__Quoted text__.
______

OPINION: ART AND CONFRONTING A TRUMP PRESIDENCY

By Dr. Claire Oberon Garcia

Black people in the United States have long known that we live in a divided nation, and that the fault lines of these divisions lie along what previous generations called “the color line.” These fault lines are both material – the neighborhoods where we live, the segregated schools we attend, the employment we attain – and theoretical: how we interpret the world we live in and our place in it.

African Americans are profoundly aware of how race inflects every dimension of life in our country, and while many Americans of all backgrounds celebrated the election of the country’s first black president eight years ago, it has been clear that his election, rather than demonstrating how far the US has come on the racial front, the upsurge in anti-black behavior and sentiment that marked the years since Barack Obama’s election has shown how far we have yet to go. As CNN commentator Van Jones said as he viewed the electoral map on election night turning steadily red for Republican votes, “This is a whitelash.”

The election of Donald Trump as the 45th President of the United States is white Americans’ definitive response to President Obama: a rejection of any legacy he may have tried to leave, and a repudiation of the forces that brought a black man to the White House after more than 400 years of African American presence in America. An overwhelming majority of white Americans chose a man who spent a lot of time and money trying to prove that Barack Obama was fundamentally unqualified as president on the level of the most basic criteria: citizenship. White Americans wanted their country back, and now they have it.

Even before Trump’s victory, I was frightened and dismayed that his candidacy had brought to the public sphere the barely submerged racist and misogynistic discourses that have become even more virulent in the wake of successes of civil rights and feminist activism (characterized by Trump and his followers as burdensome “political correctness”). Of course there is talk of “healing divisions” in US society. But these divisions aren’t mere policy disagreements, but incompatible narratives about the value and rights of human beings.

______

__Work required__. Resume the opinion piece on art and a Trump presidency, starting right after its final sentence. The rows that come next are separate material and have no connection to the opinion piece.

__Information provided__.
______

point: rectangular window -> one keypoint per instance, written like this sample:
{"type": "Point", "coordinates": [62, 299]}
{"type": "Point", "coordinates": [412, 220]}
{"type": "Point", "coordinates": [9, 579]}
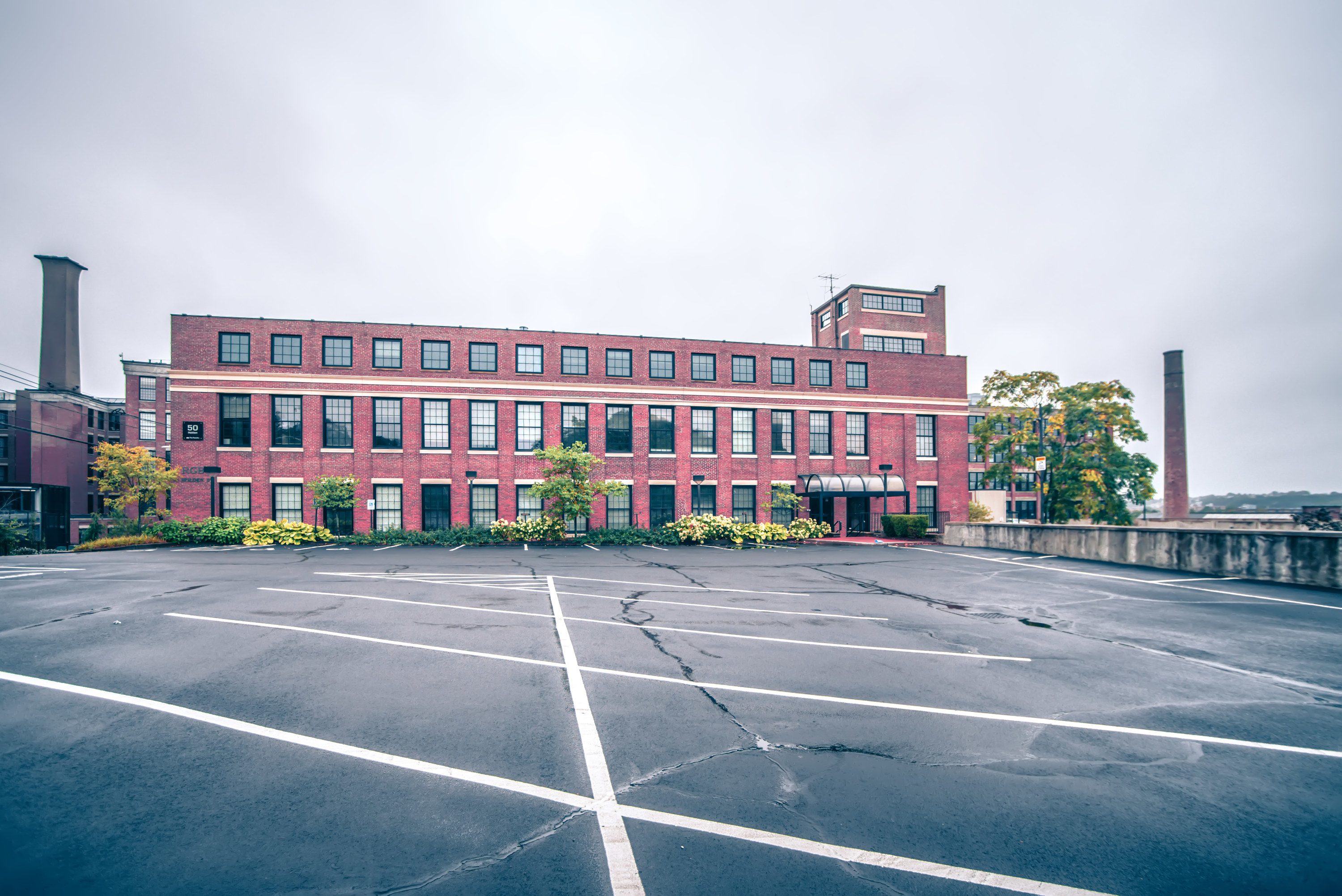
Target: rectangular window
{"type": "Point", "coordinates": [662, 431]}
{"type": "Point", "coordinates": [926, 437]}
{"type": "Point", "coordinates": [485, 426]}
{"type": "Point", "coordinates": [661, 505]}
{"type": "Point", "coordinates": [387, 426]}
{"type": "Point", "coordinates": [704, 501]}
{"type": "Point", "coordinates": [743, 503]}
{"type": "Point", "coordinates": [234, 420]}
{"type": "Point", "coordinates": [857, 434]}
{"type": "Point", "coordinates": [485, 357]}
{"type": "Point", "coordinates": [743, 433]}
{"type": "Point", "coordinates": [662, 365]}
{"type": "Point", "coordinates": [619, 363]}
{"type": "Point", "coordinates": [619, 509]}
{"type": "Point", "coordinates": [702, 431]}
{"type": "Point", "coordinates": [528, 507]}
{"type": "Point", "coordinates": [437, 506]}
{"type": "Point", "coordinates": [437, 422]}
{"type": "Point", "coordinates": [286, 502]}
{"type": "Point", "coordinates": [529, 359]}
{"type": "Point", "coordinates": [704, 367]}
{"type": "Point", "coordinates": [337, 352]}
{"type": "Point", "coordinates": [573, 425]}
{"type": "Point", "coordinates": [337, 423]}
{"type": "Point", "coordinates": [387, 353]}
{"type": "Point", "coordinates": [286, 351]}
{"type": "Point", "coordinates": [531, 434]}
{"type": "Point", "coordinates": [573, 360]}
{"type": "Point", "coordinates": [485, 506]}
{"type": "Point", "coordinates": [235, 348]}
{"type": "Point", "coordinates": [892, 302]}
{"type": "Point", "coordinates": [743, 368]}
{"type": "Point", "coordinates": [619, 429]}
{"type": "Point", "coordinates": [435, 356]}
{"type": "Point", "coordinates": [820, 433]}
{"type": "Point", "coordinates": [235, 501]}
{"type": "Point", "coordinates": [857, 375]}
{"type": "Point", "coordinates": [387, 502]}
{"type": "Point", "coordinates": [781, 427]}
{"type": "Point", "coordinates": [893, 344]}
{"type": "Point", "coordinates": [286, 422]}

______

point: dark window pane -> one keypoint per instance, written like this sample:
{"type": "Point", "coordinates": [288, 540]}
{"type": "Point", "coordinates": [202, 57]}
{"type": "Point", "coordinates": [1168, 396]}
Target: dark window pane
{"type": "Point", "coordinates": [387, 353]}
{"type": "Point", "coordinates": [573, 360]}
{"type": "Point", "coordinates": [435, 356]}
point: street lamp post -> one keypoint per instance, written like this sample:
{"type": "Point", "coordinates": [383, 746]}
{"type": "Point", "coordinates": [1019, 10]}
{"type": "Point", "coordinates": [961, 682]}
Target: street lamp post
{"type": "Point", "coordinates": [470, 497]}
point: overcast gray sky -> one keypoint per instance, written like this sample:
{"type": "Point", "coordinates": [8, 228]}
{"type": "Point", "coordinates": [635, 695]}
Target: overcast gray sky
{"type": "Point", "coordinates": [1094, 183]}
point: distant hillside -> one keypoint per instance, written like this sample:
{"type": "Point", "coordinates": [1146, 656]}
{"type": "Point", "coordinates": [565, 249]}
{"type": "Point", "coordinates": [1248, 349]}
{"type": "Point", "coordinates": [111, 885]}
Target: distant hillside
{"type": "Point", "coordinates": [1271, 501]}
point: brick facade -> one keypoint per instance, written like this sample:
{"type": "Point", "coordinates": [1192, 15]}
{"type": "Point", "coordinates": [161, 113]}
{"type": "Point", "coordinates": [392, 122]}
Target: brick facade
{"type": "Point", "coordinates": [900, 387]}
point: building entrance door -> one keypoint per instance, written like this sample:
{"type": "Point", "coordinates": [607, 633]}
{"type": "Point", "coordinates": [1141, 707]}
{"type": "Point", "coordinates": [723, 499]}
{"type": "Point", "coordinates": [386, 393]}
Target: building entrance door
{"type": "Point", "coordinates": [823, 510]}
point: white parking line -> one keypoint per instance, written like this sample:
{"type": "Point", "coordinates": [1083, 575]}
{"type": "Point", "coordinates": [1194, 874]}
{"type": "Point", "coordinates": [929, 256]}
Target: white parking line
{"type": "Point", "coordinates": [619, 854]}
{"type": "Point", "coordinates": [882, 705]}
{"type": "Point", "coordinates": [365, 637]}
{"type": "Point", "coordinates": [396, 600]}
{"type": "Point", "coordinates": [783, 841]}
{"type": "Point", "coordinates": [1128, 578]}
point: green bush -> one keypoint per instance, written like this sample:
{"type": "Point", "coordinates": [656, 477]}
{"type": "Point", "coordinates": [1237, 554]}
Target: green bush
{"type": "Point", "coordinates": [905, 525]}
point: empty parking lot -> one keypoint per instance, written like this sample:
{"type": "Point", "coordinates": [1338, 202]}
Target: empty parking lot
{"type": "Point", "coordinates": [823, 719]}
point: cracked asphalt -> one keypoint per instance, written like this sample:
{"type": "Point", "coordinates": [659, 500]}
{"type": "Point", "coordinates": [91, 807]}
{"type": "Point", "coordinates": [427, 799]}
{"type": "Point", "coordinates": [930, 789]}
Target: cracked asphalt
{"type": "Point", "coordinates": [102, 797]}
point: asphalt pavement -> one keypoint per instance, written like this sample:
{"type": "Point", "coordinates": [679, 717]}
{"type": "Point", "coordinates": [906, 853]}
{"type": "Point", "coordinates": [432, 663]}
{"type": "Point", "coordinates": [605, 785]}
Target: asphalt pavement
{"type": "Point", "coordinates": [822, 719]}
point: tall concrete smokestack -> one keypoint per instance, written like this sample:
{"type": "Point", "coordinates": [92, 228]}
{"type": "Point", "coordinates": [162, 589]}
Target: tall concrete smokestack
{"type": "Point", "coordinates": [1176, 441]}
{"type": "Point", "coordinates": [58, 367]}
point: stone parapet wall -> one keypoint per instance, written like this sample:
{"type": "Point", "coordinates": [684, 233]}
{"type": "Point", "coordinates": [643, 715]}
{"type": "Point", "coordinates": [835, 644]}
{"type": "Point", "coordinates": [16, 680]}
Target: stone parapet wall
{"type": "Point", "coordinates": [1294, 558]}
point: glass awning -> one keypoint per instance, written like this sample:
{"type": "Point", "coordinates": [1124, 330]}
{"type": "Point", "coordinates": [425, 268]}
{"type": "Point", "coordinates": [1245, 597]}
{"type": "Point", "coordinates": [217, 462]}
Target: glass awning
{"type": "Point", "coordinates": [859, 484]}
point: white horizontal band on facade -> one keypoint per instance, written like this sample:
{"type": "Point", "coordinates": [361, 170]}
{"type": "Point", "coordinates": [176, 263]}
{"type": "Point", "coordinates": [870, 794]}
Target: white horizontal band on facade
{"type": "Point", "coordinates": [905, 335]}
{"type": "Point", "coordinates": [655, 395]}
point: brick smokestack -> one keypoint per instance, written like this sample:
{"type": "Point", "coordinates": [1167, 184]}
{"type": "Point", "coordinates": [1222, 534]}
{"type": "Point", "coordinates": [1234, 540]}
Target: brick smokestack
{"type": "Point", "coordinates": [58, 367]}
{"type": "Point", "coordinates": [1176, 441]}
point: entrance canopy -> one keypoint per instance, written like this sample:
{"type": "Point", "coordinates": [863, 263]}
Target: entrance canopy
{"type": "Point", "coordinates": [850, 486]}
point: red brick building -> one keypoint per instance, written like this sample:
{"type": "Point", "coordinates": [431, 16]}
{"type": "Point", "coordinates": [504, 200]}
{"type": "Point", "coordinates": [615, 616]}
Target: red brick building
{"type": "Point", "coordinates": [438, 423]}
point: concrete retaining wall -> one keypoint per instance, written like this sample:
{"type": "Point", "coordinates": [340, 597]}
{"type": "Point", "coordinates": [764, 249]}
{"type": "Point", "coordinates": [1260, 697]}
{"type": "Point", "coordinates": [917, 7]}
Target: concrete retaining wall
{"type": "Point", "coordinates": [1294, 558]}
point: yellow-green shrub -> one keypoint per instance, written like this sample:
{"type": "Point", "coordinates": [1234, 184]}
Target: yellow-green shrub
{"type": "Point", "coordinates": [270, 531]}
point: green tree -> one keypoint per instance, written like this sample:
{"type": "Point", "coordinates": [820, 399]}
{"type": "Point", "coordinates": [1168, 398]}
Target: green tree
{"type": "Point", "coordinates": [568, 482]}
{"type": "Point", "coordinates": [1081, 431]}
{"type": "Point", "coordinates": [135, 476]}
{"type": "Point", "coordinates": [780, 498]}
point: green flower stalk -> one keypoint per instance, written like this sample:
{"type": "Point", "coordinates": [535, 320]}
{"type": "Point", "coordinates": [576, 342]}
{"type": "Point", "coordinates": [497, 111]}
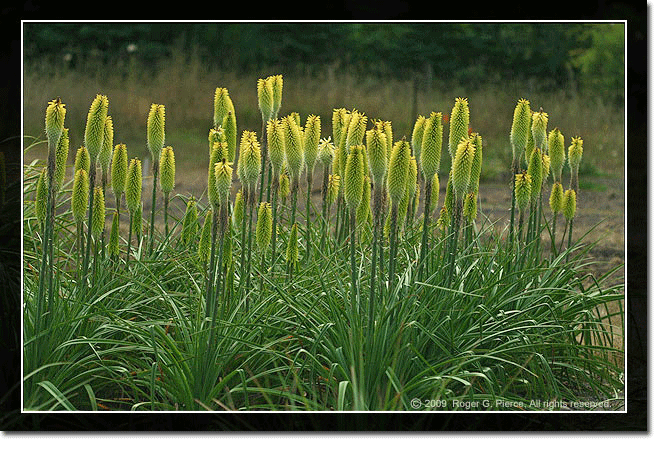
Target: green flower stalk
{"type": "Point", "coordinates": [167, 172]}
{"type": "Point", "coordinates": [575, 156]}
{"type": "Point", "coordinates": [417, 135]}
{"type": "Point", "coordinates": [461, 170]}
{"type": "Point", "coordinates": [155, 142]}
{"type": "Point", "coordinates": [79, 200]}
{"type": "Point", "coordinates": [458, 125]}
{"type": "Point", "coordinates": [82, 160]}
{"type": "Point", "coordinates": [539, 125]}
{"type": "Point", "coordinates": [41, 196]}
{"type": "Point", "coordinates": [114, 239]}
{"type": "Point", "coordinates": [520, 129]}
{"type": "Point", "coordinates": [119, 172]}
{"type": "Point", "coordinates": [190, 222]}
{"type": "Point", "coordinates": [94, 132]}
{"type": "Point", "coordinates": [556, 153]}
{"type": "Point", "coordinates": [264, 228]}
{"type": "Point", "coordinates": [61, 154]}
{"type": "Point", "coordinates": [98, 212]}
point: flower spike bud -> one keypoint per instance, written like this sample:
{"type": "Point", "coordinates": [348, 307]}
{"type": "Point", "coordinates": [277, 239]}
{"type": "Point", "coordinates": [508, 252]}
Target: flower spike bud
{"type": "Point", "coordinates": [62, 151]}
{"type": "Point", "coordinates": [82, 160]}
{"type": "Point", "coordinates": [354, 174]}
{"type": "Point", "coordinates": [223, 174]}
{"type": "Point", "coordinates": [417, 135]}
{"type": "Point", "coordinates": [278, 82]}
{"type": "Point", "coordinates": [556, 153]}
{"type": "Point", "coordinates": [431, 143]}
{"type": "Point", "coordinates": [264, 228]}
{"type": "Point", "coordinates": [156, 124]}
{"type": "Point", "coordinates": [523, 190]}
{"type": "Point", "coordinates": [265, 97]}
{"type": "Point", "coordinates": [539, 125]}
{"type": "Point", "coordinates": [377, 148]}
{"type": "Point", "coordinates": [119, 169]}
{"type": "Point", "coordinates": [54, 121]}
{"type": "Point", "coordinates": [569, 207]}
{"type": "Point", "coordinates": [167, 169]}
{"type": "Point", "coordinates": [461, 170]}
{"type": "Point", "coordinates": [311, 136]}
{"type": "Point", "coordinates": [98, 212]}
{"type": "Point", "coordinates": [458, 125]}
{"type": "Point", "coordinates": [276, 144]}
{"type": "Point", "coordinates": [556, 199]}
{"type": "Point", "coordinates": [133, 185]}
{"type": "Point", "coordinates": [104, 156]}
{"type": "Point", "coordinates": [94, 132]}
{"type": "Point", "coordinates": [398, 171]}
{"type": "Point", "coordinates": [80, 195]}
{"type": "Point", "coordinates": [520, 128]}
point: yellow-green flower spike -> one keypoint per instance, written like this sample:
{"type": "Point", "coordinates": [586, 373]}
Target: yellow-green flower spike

______

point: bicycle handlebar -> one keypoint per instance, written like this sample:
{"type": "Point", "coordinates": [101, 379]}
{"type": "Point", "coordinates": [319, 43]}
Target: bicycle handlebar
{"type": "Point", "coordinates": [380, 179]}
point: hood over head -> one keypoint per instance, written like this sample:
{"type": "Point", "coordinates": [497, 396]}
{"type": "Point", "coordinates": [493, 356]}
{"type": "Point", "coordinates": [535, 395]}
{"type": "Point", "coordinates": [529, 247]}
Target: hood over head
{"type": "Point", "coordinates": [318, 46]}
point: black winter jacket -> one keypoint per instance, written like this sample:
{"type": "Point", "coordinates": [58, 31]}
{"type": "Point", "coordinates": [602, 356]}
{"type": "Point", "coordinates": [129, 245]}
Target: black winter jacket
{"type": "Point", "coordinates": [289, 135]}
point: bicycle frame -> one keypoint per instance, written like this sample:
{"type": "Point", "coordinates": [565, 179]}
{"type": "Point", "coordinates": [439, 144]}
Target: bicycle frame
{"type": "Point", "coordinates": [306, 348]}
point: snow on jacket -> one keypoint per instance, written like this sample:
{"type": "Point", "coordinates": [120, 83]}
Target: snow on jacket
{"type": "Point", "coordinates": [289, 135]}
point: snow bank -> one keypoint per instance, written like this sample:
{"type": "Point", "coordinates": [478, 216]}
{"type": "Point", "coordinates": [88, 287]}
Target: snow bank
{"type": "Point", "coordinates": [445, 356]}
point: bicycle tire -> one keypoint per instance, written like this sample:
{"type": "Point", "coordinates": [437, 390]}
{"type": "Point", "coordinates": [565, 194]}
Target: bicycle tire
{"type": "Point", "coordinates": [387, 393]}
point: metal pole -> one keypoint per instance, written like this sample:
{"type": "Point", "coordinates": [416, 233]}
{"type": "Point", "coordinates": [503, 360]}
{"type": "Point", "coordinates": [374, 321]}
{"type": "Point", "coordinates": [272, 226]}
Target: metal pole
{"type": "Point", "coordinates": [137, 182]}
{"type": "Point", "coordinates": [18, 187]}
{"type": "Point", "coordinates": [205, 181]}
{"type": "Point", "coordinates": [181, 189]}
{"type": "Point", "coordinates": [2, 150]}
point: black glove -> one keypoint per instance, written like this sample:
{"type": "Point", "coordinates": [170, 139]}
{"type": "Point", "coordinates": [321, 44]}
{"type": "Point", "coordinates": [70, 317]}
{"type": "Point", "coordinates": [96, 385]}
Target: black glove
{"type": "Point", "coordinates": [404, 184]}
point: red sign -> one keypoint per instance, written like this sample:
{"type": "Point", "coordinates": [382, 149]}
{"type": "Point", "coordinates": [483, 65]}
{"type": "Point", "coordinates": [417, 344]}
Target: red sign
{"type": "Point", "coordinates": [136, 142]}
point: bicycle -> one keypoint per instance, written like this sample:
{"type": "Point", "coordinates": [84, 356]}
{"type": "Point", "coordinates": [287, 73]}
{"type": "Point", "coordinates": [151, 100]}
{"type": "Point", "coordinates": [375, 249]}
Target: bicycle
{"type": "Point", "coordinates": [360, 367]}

______

__The response__.
Race, Ethnicity and Migration Studies professors
Dwanna Robertson and Michael Sawyer
help college students understand and contextualize the
U.S. Presidential Election. (Photo: C. Oberon Garcia)
What to do in light of the resounding decision by millions of US voters to either ignore or malign the humanity, the citizenship rights, the sense of belonging, and the American Dreams of African Americans, Muslims, LGBTQ, women, and the disabled? The message that US voters sent loud and clear on 8 November (despite the fact that Hillary Clinton seems to have very, very narrowly won the popular vote) was that certain people do not belong, and the people who voted for Trump are willing to build literal walls and use language and stereotypes as figurative walls to keep these “Others” out of white, patriarchal spaces.

In the days following Election Day, social media was full of first-person accounts of people of color and LGBTQ citizens being taunted, and students, especially Latin and Muslim students, being bullied by white students. Spray painted on walls in various places were racist slogans and messages such as this one in Durham, North Carolina, on Nov. 9: “BLACK LIVES DON’T MATTER AND NEITHER DOES YOUR VOTES”.

Very quickly, the feelings of shock and rage among those in the US who feel frightened by and vulnerable under a Trump presidency developed into resolve. Thousands took to the streets in several US cities, chanting “Love trumps hate,” “Not my president,” and the perennial, “The people united will never be defeated.” Meanwhile, political leaders on both sides of the aisle, following the leads of President Obama and vanquished Secretary Hillary Clinton, spoke of “healing divisions” and “coming together.”

But how is it possible to “come together” when these divisions are marked by very real differences in values? When one side thinks that unambiguous racism is unimportant and disconnected from issues such as Supreme Court appointments, and the other side distrusts a candidate who has hundreds of supporters who sport t-shirts emblazoned with racist slogans and who chortles about his adventures in sexual assault? President-elect Trump’s characterization of all black citizens as terrified inhabitants of urban jungles, decades of disrespect for women, racialized maligning of immigrants, and other campaign rhetoric that sent his supporters into an avid frenzy confirms a long record of his denying the basic humanity and rights of people who are different from himself: people who are not white, male, wealthy, and powerful. But Trump is just one man, albeit as of the third Monday in January, 2017, one of the most powerful in the world. More terrifying to many Americans are his supporters, from his picks for positions such as Attorney General to the children of his voters who tell their classmates to “Go back to where you came from!”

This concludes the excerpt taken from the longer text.